EXERCISE TEXT ->
%%

Novel therapies for nausea and vomiting in advanced illness and supportive cancer care
For cancer patients on chemo one of the most distressing adverse effects is nausea and vomiting. About 50% of them experience severe nausea. Some chemo, notably the platinum drugs are even more likely to result in severe nausea, with all patients being affected to some degree. Up to 20% of them will either cease or have their treatment modified because of it. Despite this being so common the cause is little understood.
It is thought that the emetic effect of chemo is due to altered gastric and bowel transit, increased mucosal sensitivity, altered gut-brain communication or psychiatric anxiety, Support for the latter cause comes from the effectiveness of antipsychotic medication such as haloperidol in managing nausea for some patients, these drugs act to block neurotransmitter receptors.
To counter this it is now standard therapy to treat patients prophylactically with Ondansetron being the most used drug, increasingly quadruple therapy, which adds receptor blockers with steroids and anti-psychotic treatment, is employed.
Other forms of treatment are in development. These include Blonanserin an antipsychotic used trans dermally for nausea and Mirtazapine an anti-depressant. In acute presentations inhaling fumes from alcohol infused prep wipes has been shown in controlled trials to be effective and reduce drug costs, this mostly reduces nausea, less so vomiting.

%%

Recorded data:
%%

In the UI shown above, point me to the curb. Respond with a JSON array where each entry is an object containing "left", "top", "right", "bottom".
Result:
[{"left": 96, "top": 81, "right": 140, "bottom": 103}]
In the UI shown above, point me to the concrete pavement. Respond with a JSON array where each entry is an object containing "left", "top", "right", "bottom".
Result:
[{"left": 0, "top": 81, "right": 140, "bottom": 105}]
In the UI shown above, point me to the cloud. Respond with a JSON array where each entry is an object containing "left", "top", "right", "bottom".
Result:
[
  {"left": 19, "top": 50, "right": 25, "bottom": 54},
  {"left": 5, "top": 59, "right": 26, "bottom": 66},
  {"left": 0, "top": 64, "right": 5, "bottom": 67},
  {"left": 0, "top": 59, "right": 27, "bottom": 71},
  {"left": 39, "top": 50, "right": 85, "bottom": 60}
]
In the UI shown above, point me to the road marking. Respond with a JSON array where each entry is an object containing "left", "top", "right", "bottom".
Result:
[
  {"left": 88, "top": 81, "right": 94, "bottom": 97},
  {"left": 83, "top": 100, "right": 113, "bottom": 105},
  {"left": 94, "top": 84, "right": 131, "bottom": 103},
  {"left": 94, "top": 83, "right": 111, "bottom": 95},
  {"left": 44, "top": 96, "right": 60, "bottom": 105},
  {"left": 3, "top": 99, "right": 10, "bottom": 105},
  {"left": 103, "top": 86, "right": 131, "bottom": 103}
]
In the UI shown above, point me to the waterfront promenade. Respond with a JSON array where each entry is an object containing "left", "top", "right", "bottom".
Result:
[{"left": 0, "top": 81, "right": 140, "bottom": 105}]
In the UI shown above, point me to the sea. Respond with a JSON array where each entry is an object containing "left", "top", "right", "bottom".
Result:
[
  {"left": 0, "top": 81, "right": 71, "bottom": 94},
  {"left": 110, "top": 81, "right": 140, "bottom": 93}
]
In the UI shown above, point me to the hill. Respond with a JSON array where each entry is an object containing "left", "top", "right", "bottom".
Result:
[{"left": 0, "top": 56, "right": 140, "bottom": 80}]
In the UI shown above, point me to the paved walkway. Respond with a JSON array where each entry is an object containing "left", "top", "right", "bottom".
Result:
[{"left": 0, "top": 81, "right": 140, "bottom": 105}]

%%

LIST OF TASKS ->
(A) Summarize the text on nausea and vomiting in cancer care in two sentences.
(B) From the text on nausea and vomiting in cancer care, extract the part that opens with the words containing "It is thought" and closes with "treatment, is employed.".

SOLUTION SET ->
(A) Nausea and vomiting are among the most distressing adverse effects of chemo: about half of patients experience severe nausea, up to 20% stop or modify their treatment because of it, and the cause is little understood. Standard therapy treats patients prophylactically, most often with Ondansetron and increasingly with quadruple therapy, while Blonanserin and Mirtazapine are in development and inhaling fumes from alcohol-infused prep wipes has proved effective in controlled trials for acute presentations.

(B)
It is thought that the emetic effect of chemo is due to altered gastric and bowel transit, increased mucosal sensitivity, altered gut-brain communication or psychiatric anxiety, Support for the latter cause comes from the effectiveness of antipsychotic medication such as haloperidol in managing nausea for some patients, these drugs act to block neurotransmitter receptors.
To counter this it is now standard therapy to treat patients prophylactically with Ondansetron being the most used drug, increasingly quadruple therapy, which adds receptor blockers with steroids and anti-psychotic treatment, is employed.